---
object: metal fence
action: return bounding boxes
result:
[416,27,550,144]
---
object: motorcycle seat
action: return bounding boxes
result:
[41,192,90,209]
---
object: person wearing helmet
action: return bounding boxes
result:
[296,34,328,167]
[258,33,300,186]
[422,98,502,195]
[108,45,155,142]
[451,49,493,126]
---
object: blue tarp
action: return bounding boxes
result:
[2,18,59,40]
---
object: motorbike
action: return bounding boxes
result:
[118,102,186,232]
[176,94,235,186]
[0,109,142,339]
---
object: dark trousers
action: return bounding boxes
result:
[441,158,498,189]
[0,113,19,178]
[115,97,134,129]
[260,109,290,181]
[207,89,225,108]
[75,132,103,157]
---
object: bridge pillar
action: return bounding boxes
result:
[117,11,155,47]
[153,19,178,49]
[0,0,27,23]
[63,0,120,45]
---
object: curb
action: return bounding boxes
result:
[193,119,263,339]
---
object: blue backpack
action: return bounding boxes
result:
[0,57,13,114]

■ EXERCISE REQUIREMENTS ■
Copy all of the material above, substituting "list bounding boxes" for every occurrence of "return bounding boxes". Leave everything else unchanged.

■ SOLUTION ■
---
object: metal fence
action: list bounding boxes
result:
[416,27,550,144]
---
object: motorcycle seat
action: list bounding boxes
result:
[41,192,90,209]
---
object: person wearing helmet
action: list bounding boxes
result:
[296,34,328,167]
[258,33,300,186]
[422,98,502,195]
[108,45,155,142]
[451,49,493,126]
---
object: blue tarp
action: list bounding boxes
result:
[2,18,59,40]
---
object: motorbike
action: list bounding boxes
result:
[118,102,186,232]
[176,94,235,186]
[0,109,142,339]
---
object: dark trousers
action: list bounding boxes
result:
[441,158,498,189]
[0,113,19,178]
[115,97,134,129]
[260,109,290,181]
[207,89,225,108]
[75,132,103,157]
---
object: bridge pillar
action: list bounding boxes
result:
[117,11,155,47]
[153,19,178,49]
[0,0,27,23]
[63,0,120,45]
---
object: curb
action: list bounding boxes
result:
[193,119,263,339]
---
object: blue backpack
action: list bounding boxes
result:
[0,57,13,114]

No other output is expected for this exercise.